> _STATED PROBLEM_
Output each line of the records below as a JSON list of strings, with one string per line and any blank lines omitted.
** begin DATA ENTRIES **
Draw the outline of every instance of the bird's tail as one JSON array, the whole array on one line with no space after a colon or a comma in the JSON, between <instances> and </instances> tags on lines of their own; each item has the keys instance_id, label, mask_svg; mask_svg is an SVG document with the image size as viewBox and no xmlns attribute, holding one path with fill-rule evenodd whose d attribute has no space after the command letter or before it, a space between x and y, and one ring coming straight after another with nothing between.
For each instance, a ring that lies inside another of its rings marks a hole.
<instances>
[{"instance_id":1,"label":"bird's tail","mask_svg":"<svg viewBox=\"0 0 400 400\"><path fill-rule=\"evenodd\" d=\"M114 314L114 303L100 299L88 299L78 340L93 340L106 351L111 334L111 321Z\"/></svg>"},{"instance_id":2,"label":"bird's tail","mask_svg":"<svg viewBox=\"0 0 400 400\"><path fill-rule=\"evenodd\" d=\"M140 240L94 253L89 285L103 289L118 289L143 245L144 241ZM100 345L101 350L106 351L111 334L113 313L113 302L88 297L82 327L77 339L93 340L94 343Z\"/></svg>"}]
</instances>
** end DATA ENTRIES **
> _COMPLETE OUTPUT_
[
  "Draw the outline of every instance of the bird's tail as one JSON array, the whole array on one line with no space after a colon or a comma in the JSON, between <instances> and </instances> tags on lines of their own; each item has the keys instance_id, label, mask_svg; mask_svg is an SVG document with the image size as viewBox and no xmlns attribute, holding one path with fill-rule evenodd whose d attribute has no space after the command letter or before it, a space between x and y, and one ring coming straight after another with nothing between.",
  "For each instance, a ring that lies inside another of its rings marks a hole.",
  "<instances>",
  "[{\"instance_id\":1,\"label\":\"bird's tail\",\"mask_svg\":\"<svg viewBox=\\\"0 0 400 400\\\"><path fill-rule=\\\"evenodd\\\" d=\\\"M114 314L114 303L100 299L88 299L78 340L93 340L106 351L111 334L111 321Z\\\"/></svg>\"},{\"instance_id\":2,\"label\":\"bird's tail\",\"mask_svg\":\"<svg viewBox=\\\"0 0 400 400\\\"><path fill-rule=\\\"evenodd\\\" d=\\\"M140 240L94 253L89 285L103 289L118 289L143 245L144 241ZM100 345L101 350L106 351L111 334L113 313L113 302L88 297L82 327L77 339L93 340L94 343Z\\\"/></svg>\"}]",
  "</instances>"
]